== Extract to read ==

____________

Handheld Press is back with yet another collection of eerie tales  by a woman writer from yesteryear.  From the Abyss focuses on the work of author D.K. Broster (1877-1950),  whose stories in her 1932 collection A Fire of Driftwood caught the eye of critic HC Harwood who said (as quoted in Melissa Edmundson's introduction) that 
"In Miss Broster's short stories there is ... a lot of kick. I refer more particularly to 'Clairvoyance' and 'The Promised Land;' either of which should have established the author as a really first-rate horrifier; a petticoated Poe."
Both of those stories are found in this book, and yes indeedy, there most certainly is a "lot of kick,"  so let's just start there.  As in the best weird stories, these two tales (and for that matter all of the tales included here) tend to start out in the realm of the ordinary and the mundane, but Broster inches the reader ever so slowly to  that point where ordinary takes a strange detour.  

  In "Clairvoyance"  an Australian man and his wife have moved to England, where they are in the process of house hunting.  Mr. Pickering can't believe that the house they're looking at as the story begins has remained unoccupied for five years -- it is completely furnished and chock full of beautiful antiques, complete with a lake view.  The estate agent tells the couple that there's been plenty of interest, but there was "always a something" that turned prospective buyers or tenants away.  Mr. Pickering is all for taking the place, but Mrs. Pickering senses that not all is right there, and reminds her husband of the frightened look they got from a girl when they'd asked for directions to the place, asking him if it's "supposed to be haunted."  Pickering laughs it off, at least at first, until Mrs. P notices a strange stain underneath a rug and asks about it.  Her reaction is so strong that she begs Mr. P to get her out of there, and to have nothing "to do with the house" as "something dreadful has happened in this room."   Mr. P, noting that "she was not by nature an hysterical or fanciful woman," then becomes frightened himself, and away they go.  Evidently the Pickerings had never heard of the "Strode Manor Tragedy," which all started with that "business ... what the devil is called? -- clairvoyance."   By now I've read countless haunted house stories, but this one, well, expected the completely unexpected.  "Kick"? For sure.    "The Promised Land" starts out innocuously enough with a small group of people ("specimens of the truly cultivated traveller")  admiring the famous "Swoon of Saint Catherine" in the Church of San Domenico in Siena, interrupted by the arrival of two "middle-aged ladies," one of whom chases the group away by quoting out loud from her Baedeker.  Talking about it shortly afterwards, one of the three notices that the second woman "didn't look as though she were enjoying Siena much."  Quite observant on her part, actually, because Ellen (the woman about whom she was talking), was not having a good time at all, a surprise since going to Italy, for her "The Promised Land,"  had always been her dream.  For years she'd waited, and her opportunity had finally arrived.  Unfortunately for Ellen, her dream had become a nightmare in the company of her domineering, smothering and browbeating cousin  Caroline Murchinson, who had taken  it upon herself to accompany Ellen on her travels.   For Ellen the trip to Italy 
"should have been the one shining oasis in the sand of a dull life, and instead it been but a bitter mirage"

____________

== Task directions ==
Reproduce the review word for word, starting with "Both of those" and going on through "a strange detour.". None of the items that follow are needed.

____________

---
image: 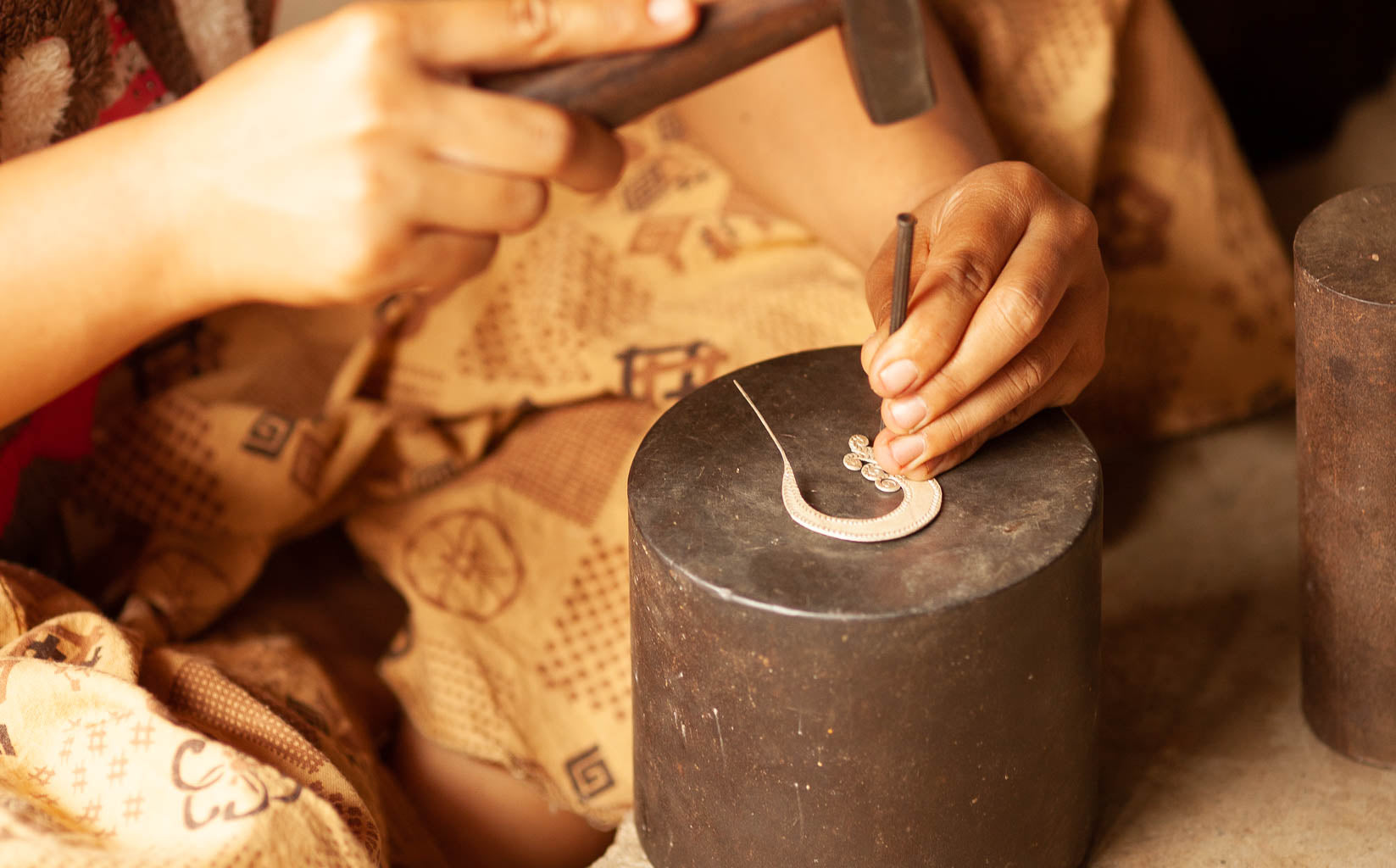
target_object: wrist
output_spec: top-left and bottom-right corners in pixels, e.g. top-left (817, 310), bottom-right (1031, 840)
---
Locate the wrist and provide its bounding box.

____________

== Written response ==
Both of those stories are found in this book, and yes indeedy, there most certainly is a "lot of kick,"  so let's just start there.  As in the best weird stories, these two tales (and for that matter all of the tales included here) tend to start out in the realm of the ordinary and the mundane, but Broster inches the reader ever so slowly to  that point where ordinary takes a strange detour.